** Exercise brief **
Write out exactly the lines running from the one that contains "point: background treeline" through the end of the material.

***** Data section

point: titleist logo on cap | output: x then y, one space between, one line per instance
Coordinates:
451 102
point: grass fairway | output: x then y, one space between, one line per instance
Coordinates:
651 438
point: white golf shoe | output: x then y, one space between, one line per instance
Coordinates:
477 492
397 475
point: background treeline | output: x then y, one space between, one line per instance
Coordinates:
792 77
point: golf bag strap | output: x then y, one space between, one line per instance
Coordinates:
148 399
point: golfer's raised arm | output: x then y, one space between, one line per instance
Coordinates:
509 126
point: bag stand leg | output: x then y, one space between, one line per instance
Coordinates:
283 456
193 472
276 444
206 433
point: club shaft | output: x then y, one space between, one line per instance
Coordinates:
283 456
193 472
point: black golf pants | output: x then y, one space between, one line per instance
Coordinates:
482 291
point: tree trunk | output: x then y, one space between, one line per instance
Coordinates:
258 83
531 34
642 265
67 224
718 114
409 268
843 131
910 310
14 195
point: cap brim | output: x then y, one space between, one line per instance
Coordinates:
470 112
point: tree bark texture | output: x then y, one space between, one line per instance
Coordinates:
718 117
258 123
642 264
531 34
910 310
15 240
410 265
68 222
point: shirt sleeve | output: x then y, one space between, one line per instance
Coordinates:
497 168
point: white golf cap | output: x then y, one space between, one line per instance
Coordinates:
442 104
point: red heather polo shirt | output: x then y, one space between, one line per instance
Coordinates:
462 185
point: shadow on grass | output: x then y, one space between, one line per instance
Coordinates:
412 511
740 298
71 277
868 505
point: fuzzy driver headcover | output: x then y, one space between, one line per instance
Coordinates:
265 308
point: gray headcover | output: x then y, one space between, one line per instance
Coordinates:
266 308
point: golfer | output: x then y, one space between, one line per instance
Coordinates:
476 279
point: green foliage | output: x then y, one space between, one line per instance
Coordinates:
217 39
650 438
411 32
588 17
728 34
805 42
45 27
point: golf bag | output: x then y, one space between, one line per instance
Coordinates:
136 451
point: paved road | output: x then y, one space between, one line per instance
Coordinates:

**********

** Response to the task **
point: background treeline | output: x then y, one space between, one line per instance
Coordinates:
792 77
point: golf bag strap | output: x then y, one space between, one line per instance
Coordinates:
148 399
point: golfer's raised arm | output: x then y, one space between, one line per instance
Coordinates:
509 126
point: bag stand leg | output: x then y, one space between, one line per instance
Coordinates:
283 456
193 472
276 444
206 433
point: club shaft | output: x then y, one space between, one line per instance
Coordinates:
283 456
193 472
point: black golf pants | output: x then y, one space between, one line per instance
Coordinates:
482 291
point: tree trunk | output: x then y, one space between, one line per instance
Coordinates:
258 83
531 34
642 265
67 224
718 114
409 268
843 131
910 310
14 195
point: cap brim | output: x then y, one space between, one line per instance
Coordinates:
470 112
point: tree bark texture | output: x then y, one space between, one line per instance
Coordinates:
718 117
258 123
642 264
531 34
910 310
15 240
410 265
68 222
point: shirt sleeve | output: x then y, one space between, one line per instance
Coordinates:
497 168
point: white golf cap | output: x then y, one space between, one line per instance
Coordinates:
442 104
point: red heather polo shirt | output: x then y, one space between, one line per instance
Coordinates:
462 185
point: shadow on grass | output: x then y, one space between, one line per instance
Coordinates:
412 511
740 298
71 277
868 505
point: fuzzy driver headcover | output: x then y, one space between, one line per instance
Coordinates:
265 308
point: gray headcover | output: x then y, one space between, one line per instance
Coordinates:
266 308
point: golfer | output: x then y, one space between, one line per instance
Coordinates:
476 279
point: green foliage | output: x then y, one space between, one line per instance
Coordinates:
217 39
650 438
411 32
588 17
728 34
805 42
45 27
point: golf bag | output: x then y, one space between, one line per instance
Coordinates:
136 451
point: paved road | output: x then y, one space between, one line per instance
Coordinates:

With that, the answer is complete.